* Start Source document *

Counsel have not cited us to any case directly in point, but to some analagous cases in which it appears that the statute excepted from the compensation act farm or agricultural laborers and in which it was held that one employed by an operator of a machine like a thresher or corn shredder for various parties in the community for hire under contract is not a farm or *447 agricultural laborer, but is engaged in an industrial pursuit and hence is included within the protection of the workmen's compensation act. That has been held in New York, Indiana, Michigan and Colorado. White v. Rhodes, 178 A.D. 237,164 N YS. 1023; Anderson v. Taylor Bros., 180 A.D. 818,168 N YS. 287; In Re Boyer, 65 Ind. App. 408, 117 N.E. 507; Dowry v. State, 84 Ind. App. 37, 149 N.E. 922; Hahn v. Grimm,101 Ind. App. 74, 198 N.E. 93; Roush v. Hefflebower, 222 Mich. 664,196 N.W. 185, 35 A.L.R. 196; Ind. Comm. v. Shadouen, 68 Colo. 69,187 P. 926, 13 A.L.R. 952; Hoshiko v. Ind. Comm., 83 Colo. 556,266 P. 1114; Hill v. Bombert (Colo.) 85 P.2d 719. In Re Boyer and Rousher v. Hefflebower, supra, the court intimated that if the employee had been hired by the farmer and the work had been done directly for him, the holding would have been different.

A number of cases hold, under a like statute, contrary to the rule announced in the foregoing cases. A note on the subject may be found in 7 A.L.R. 1296, 13 A.L.R. 955, 35 A.L.R. 204, 43 A.L.R. 954, and 107 A.L.R. 977. See specifically State v. District Court, 140 Minn. 398, 168 N.W. 130, L.R.A. 1918 F. 198; Keefover v. Vasey, 112 Nebr. 424, 199 N.W. 799, 35 A.L.R. 191; Bahlkow v. Preston, 60 S.D. 151, 244 N.W. 93; Jones v. Ind. Comm., 55 Utah 489, 187 P. 833; 19 N.C.C.A. 372. See also Cook v. Massey, 38 Idaho 264, 220 P. 1088, 35 A.L.R. 200. In the Minnesota case the court said, among other things:

"The important question is, what is the nature of the work? The work is done upon a farm. It is done upon farm crops. The purpose of growing the crops is to provide food for consumption or market. * * * The fact that more complicated mechanical devices are used * * * does not change the character of the work. Much farm work is done by the use of complicated machinery. There are tractor plows, self-binders and even combination harvester threshers by means of *448 which harvesting and threshing are done as one operation. These and other operations may be done for others by one who is able to own the more complicated and expensive machinery. But it is all, nevertheless, farm work and the employe who does such work is a `farm laborer' within the meaning of the Compensation Act. Any other rule would be impractical and would lead to discriminations that could not be tolerated. This case illustrates it. Suppose the farmer's hired man who was helping plaintiff had also fallen. Both were doing the same work. Surely the hired man was then a `farm laborer.' It cannot be said that one was a `farm laborer' and the other was not."

* End Source document *
* Start Records for this exercise *

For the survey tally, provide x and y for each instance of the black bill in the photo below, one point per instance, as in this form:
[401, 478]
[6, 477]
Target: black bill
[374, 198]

* End Records for this exercise *

§ Tasks for this exercise:
(a) According to the opinion on farm laborers, in which states has it been held that a thresher operator's hired worker is not a farm or agricultural laborer?
(b) Rewrite every line of the records as a numbered list, leaving out any blank lines.

§ Responses in order:
(a) New York, Indiana, Michigan and Colorado.

(b)
1. For the survey tally, provide x and y for each instance of the black bill in the photo below, one point per instance, as in this form:
2. [401, 478]
3. [6, 477]
4. Target: black bill
5. [374, 198]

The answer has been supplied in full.